- [Goal]: Reproduce every one of the records below word for word, line by line.

- [Extracted records]:
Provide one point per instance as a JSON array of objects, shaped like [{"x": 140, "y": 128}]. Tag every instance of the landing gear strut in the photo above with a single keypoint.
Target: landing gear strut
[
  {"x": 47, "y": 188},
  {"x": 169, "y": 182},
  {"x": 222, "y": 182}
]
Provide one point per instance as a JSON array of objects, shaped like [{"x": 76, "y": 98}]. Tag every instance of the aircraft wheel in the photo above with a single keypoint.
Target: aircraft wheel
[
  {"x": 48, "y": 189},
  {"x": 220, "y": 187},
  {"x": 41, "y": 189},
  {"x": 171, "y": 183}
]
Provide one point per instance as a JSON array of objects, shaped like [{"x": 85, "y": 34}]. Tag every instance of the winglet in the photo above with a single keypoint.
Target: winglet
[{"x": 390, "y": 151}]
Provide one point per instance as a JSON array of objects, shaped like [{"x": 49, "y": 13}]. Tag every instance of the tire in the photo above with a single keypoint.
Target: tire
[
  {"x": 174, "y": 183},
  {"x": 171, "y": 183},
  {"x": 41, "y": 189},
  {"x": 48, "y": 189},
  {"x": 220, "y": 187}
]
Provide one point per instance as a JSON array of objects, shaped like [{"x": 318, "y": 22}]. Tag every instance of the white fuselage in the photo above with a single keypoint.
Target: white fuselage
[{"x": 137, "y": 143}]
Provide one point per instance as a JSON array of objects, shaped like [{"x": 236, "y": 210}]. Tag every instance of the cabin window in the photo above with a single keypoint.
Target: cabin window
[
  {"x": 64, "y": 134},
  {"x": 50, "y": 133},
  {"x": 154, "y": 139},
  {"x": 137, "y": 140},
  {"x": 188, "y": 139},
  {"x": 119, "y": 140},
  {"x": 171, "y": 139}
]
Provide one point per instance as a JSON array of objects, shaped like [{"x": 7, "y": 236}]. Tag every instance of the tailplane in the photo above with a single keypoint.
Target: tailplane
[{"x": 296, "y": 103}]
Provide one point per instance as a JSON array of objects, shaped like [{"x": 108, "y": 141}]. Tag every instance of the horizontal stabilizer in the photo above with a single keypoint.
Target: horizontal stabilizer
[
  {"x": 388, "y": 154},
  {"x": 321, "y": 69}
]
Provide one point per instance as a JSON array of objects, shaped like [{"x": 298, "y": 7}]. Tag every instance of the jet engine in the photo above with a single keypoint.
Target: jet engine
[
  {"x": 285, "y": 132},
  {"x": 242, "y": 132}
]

- [The solution]:
Provide one point per instance as a JSON array of objects, shaped like [{"x": 140, "y": 128}]. Tag every instance of the landing gear strut in the photo above with a single keypoint.
Target: landing gear strut
[
  {"x": 47, "y": 188},
  {"x": 169, "y": 182},
  {"x": 222, "y": 182}
]
Provide one point per instance as a JSON array of objects, shaped like [{"x": 76, "y": 98}]. Tag every instance of the aircraft wheel in the photo above with a single keypoint.
Target: aircraft wheel
[
  {"x": 48, "y": 189},
  {"x": 220, "y": 187},
  {"x": 41, "y": 189},
  {"x": 171, "y": 183}
]
Provide one point per instance as a JSON array of objects, shaped like [{"x": 85, "y": 34}]. Tag every instance of the winglet in the photo above with a single keypoint.
Target: winglet
[{"x": 390, "y": 151}]
Provide one point per instance as a JSON array of objects, shaped like [{"x": 49, "y": 13}]. Tag every instance of the tire in the photo above with a single keypoint.
Target: tire
[
  {"x": 174, "y": 183},
  {"x": 171, "y": 183},
  {"x": 41, "y": 189},
  {"x": 48, "y": 189},
  {"x": 220, "y": 187}
]
Provide one point per instance as a JSON array of objects, shaped like [{"x": 318, "y": 22}]. Tag every instance of the white fuselage in the photo above with a single keypoint.
Target: white fuselage
[{"x": 137, "y": 143}]
Provide one point per instance as a JSON array of objects, shaped like [{"x": 236, "y": 210}]. Tag every instance of the cabin window in the photo above with a single keypoint.
Target: cabin window
[
  {"x": 64, "y": 134},
  {"x": 50, "y": 133},
  {"x": 154, "y": 139},
  {"x": 137, "y": 140},
  {"x": 188, "y": 139},
  {"x": 119, "y": 140},
  {"x": 171, "y": 139}
]
Provide one point per instance as a JSON array of objects, shaped like [{"x": 7, "y": 236}]. Tag every instance of the tailplane in the photo above with a single keypoint.
Target: tailplane
[{"x": 296, "y": 103}]
Provide one point per instance as a JSON array of objects, shaped like [{"x": 108, "y": 141}]. Tag every instance of the horizontal stabilizer in the photo above with a single keypoint.
Target: horizontal stabilizer
[
  {"x": 388, "y": 154},
  {"x": 321, "y": 69}
]
Provide one point per instance as a JSON array of objects, shaped like [{"x": 298, "y": 7}]. Tag every instance of the jet engine in the photo above with a single keypoint.
Target: jet engine
[
  {"x": 285, "y": 132},
  {"x": 242, "y": 132}
]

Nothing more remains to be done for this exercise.